▶ [Direction]
Set out the lines below as a numbered list, leaving out any blank lines.

Data taken from a collection:

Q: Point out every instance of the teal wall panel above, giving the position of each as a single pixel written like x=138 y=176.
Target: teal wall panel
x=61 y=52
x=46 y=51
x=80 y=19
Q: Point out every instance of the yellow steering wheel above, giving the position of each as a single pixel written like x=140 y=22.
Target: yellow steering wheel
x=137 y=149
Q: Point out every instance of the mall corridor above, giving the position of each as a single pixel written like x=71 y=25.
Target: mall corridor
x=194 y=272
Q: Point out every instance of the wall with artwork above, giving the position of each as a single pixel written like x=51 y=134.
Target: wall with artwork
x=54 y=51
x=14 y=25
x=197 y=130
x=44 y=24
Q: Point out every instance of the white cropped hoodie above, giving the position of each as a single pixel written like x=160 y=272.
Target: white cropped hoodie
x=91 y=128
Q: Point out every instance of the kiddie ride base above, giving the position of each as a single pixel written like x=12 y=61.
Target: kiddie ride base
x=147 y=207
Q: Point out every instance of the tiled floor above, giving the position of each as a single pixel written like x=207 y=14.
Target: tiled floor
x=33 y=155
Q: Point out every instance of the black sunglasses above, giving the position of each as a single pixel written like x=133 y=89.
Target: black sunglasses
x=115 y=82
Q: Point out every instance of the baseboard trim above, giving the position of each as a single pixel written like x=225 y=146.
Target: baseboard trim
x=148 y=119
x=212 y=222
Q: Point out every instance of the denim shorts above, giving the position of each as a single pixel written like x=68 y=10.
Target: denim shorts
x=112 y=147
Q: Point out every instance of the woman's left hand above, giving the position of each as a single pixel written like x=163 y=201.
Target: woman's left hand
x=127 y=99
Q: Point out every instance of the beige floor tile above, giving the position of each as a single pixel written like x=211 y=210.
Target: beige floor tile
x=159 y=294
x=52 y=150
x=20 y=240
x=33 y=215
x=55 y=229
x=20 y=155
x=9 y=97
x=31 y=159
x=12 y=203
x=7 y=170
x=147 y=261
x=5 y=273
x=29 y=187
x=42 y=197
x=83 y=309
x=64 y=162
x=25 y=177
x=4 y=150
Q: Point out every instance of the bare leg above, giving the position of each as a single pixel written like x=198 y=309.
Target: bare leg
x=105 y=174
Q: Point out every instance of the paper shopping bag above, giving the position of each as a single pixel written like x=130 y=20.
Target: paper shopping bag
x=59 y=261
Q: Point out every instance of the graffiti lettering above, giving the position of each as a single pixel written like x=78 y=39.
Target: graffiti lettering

▶ [Solved problem]
1. Q: Point out every instance of the teal wall panel above, giving the position of each as a single pixel written like x=138 y=176.
2. Target: teal wall panel
3. x=61 y=52
4. x=46 y=51
5. x=80 y=19
6. Q: Point out every instance of the yellow steering wheel above, giving the position of each as a single pixel written like x=140 y=22.
7. Target: yellow steering wheel
8. x=137 y=149
9. Q: Point out every instance of the mall corridor above, giving the position of each as a single pixel written like x=71 y=25.
10. Target: mall corridor
11. x=194 y=272
12. Q: Point out every instance of the wall with artwork above, giving the position of each as a single pixel written like x=51 y=134.
13. Target: wall with artwork
14. x=54 y=51
15. x=14 y=25
16. x=197 y=130
17. x=44 y=24
18. Q: Point out every instance of the white cropped hoodie above, giving the position of each as a single pixel written like x=160 y=272.
19. Target: white cropped hoodie
20. x=91 y=128
21. Q: Point out every instance of the kiddie ride base above, giving the position of each as a single pixel written like x=12 y=61.
22. Target: kiddie ride base
23. x=147 y=207
24. Q: Point out every instance of the tiled floor above, giving the position of each as a single pixel written like x=207 y=14.
25. Target: tiled floor
26. x=33 y=155
27. Q: Point out every instance of the black sunglasses above, giving the position of each as a single pixel written like x=133 y=89.
28. Target: black sunglasses
29. x=115 y=82
30. Q: Point out every instance of the baseboard trim above, giving the position of each as a single pixel written like x=225 y=146.
31. Target: baseboard trim
32. x=148 y=119
33. x=212 y=222
34. Q: Point out every instance of the denim shorts above, giving the position of each as a single pixel written like x=68 y=10.
35. Target: denim shorts
36. x=112 y=147
37. Q: Point out every instance of the woman's left hand above, giving the position of each as a single pixel written like x=163 y=201.
38. Target: woman's left hand
39. x=127 y=99
40. Q: Point out every instance of the beige floor tile above, giving the position of each as a single pixel written like x=211 y=210.
41. Target: beige floor tile
42. x=159 y=294
43. x=52 y=150
44. x=20 y=240
45. x=33 y=215
46. x=55 y=229
47. x=20 y=155
48. x=9 y=97
49. x=31 y=159
50. x=12 y=203
51. x=7 y=170
52. x=147 y=261
53. x=5 y=273
54. x=29 y=187
55. x=42 y=197
56. x=83 y=309
57. x=64 y=162
58. x=25 y=177
59. x=4 y=150
60. Q: Point out every instance of the bare leg above, giving the position of each as a single pixel written like x=198 y=309.
61. Target: bare leg
62. x=105 y=174
63. Q: Point out every instance of the paper shopping bag above, giving the position of each as a single pixel written like x=130 y=20.
64. Target: paper shopping bag
65. x=59 y=261
66. Q: Point out every instance of the graffiti lettering above, giving the position of each as a single pixel written like x=78 y=39.
67. Target: graffiti lettering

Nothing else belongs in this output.